### TASK GOAL
Reproduce the listing below with "Show me with a marker" changed to "Indicate with a marker" throughout, leaving everything else unchanged. Omit the pictures from your answer.

[Listing of labeled points]
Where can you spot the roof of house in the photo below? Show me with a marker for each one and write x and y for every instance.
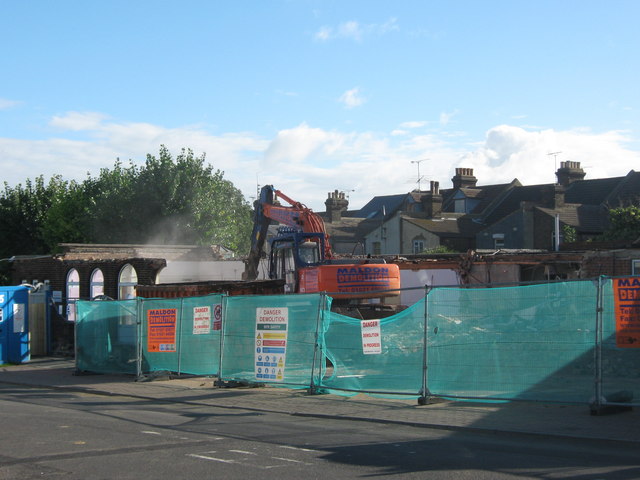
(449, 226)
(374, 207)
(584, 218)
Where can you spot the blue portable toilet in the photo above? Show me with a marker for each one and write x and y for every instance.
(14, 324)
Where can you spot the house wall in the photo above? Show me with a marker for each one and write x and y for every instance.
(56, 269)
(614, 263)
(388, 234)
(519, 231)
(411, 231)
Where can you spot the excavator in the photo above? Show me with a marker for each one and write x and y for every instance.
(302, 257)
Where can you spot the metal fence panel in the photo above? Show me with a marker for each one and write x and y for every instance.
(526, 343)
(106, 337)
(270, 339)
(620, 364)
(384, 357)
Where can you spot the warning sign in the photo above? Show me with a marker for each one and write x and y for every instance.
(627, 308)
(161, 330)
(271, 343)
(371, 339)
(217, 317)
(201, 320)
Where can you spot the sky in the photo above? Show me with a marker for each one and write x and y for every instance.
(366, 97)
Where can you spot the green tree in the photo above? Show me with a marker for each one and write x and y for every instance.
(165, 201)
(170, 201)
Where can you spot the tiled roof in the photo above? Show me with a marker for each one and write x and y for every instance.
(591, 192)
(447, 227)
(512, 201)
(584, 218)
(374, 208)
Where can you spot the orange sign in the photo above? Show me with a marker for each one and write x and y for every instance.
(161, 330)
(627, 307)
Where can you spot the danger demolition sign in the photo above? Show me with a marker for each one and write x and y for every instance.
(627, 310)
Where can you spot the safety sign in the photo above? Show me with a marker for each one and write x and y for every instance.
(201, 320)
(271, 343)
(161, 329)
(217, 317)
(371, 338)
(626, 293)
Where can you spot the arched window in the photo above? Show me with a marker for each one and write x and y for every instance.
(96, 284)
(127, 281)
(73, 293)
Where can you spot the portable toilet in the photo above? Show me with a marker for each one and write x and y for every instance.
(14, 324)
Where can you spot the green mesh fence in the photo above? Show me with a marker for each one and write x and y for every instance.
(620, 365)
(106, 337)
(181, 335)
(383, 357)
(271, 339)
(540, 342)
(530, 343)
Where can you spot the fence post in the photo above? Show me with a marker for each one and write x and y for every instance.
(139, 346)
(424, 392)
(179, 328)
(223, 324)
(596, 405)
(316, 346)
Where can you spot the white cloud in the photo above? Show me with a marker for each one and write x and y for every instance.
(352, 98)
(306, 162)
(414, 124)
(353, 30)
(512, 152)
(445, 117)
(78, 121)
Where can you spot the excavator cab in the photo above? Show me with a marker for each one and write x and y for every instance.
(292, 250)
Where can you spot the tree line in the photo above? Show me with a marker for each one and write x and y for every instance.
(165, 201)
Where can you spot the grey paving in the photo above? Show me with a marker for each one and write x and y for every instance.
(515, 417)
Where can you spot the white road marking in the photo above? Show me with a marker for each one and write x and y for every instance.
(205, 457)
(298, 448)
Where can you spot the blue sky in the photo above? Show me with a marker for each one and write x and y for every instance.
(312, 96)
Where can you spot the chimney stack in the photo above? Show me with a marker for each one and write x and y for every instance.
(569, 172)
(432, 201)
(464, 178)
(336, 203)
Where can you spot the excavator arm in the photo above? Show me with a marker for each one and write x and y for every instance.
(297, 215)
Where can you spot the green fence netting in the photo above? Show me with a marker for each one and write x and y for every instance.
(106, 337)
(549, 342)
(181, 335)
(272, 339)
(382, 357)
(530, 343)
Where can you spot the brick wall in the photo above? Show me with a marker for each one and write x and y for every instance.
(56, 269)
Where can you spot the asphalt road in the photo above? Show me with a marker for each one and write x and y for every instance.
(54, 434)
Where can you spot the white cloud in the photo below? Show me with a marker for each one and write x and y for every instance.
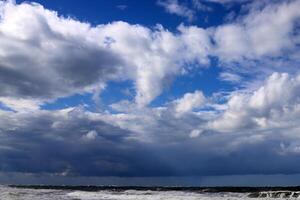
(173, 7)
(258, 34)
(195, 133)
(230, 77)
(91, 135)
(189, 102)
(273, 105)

### EXERCISE SOLUTION
Where can you spot the roof of house in the photo below? Indicate with a marker for each one and write x and y for every instance.
(449, 226)
(374, 207)
(584, 218)
Where can you spot the blue portable toilet in the photo above? Indicate with a marker for each one and write x and y for every instance.
(14, 324)
Where can you spot the house wall in the photo above? Indicate with a marker for each one and write x and y for every instance.
(56, 269)
(614, 263)
(388, 234)
(519, 231)
(411, 231)
Where can you spot the excavator in the photo above? Indicate with a marker for each one and write x and y for every instance.
(302, 257)
Where can you spot the metal fence panel in the photo above? Indicate with a marker for each one and write x and y for every instance.
(526, 343)
(106, 337)
(270, 339)
(620, 364)
(384, 357)
Where can you spot the warning sign in the photo above? Indicate with a marker for each one and write x and y for every instance.
(627, 308)
(161, 330)
(271, 343)
(371, 339)
(217, 317)
(201, 320)
Where can you spot the sky in the photo above? Indicate with a marker for each one and write x and y for every instance.
(366, 97)
Where can you spot the green tree in the photo above? Indicate with a marker for each one and write x and y for every instance.
(165, 201)
(170, 201)
Where can you spot the tiled roof in the photo above? Indicate with a marker for each one and write x and y for every instance.
(591, 192)
(447, 227)
(512, 201)
(584, 218)
(374, 208)
Where can you spot the orange sign in the photo above? Indicate with a marker for each one and write x and y for every instance.
(161, 330)
(627, 307)
Where can you spot the danger demolition sign in the photo above? Indicate with a marker for each one and write x and y for every instance.
(627, 310)
Where can you spot the safety sign in the photo above? Indicate with a marker for each one and write x and y for every instance.
(201, 320)
(271, 343)
(161, 329)
(217, 317)
(371, 338)
(626, 293)
Where can you spot the arched window in the photo above? Indicate with a marker for each one and write x and y for every instance.
(96, 284)
(127, 281)
(73, 293)
Where can you spot the portable toilet in the photo above? Indicate with a marker for each one and write x and y for every instance.
(14, 324)
Where can you spot the green mesh fence in the photo above? Indicate with a marker for each one and write x and y for every instance.
(620, 365)
(106, 337)
(181, 335)
(383, 357)
(271, 339)
(540, 342)
(530, 343)
Where can you spot the fence post in the photo above? Indicate with a marker for each one and write x and y for every instance.
(139, 346)
(424, 392)
(179, 328)
(223, 324)
(596, 405)
(316, 346)
Where can you spot the white cloud in the photo above? Indicate with a marker for each one and write x and y for every instance.
(352, 98)
(306, 162)
(414, 124)
(353, 30)
(512, 152)
(445, 117)
(78, 121)
Where can you spot the excavator cab in the photo above? Indicate with a marker for each one and write x and y for every instance.
(292, 250)
Where can you spot the tree line in the photo above? Indicate with a marker for each one and write x and y for every instance.
(165, 201)
Where can you spot the grey paving in the photo above? Indicate with a marker for each one and write x and y for every instance.
(515, 417)
Where can you spot the white road marking in the photo above? Indicate with a marker for each one and write x and y for every instance.
(205, 457)
(298, 448)
Where can you spot the blue sky in the photo above? Indicate with a marker for each one and write x and y for every instance.
(312, 96)
Where can you spot the chimney stack in the photo above? Indicate with a marker for each one and write x and y for every instance.
(569, 172)
(432, 201)
(464, 178)
(336, 203)
Where can you spot the excavator arm in the photo above? Indicate with a marker for each one and write x and y for every instance.
(297, 215)
Where can you spot the green fence netting in the photo above? Indicate with a marker for each one and write x and y for every instance.
(106, 337)
(549, 342)
(181, 335)
(272, 339)
(382, 357)
(530, 343)
Where can you spot the brick wall in the photo above? Indicate with a marker for each one and write x and y for every instance.
(56, 269)
Where can you spot the asphalt road in the photo above? Indicate with a marker for each one and write x and y for every instance.
(54, 434)
Where can you spot the white cloud in the photo below? Indicate with a marker for each one and write x and y for every instance.
(173, 7)
(258, 34)
(195, 133)
(230, 77)
(91, 135)
(189, 102)
(273, 105)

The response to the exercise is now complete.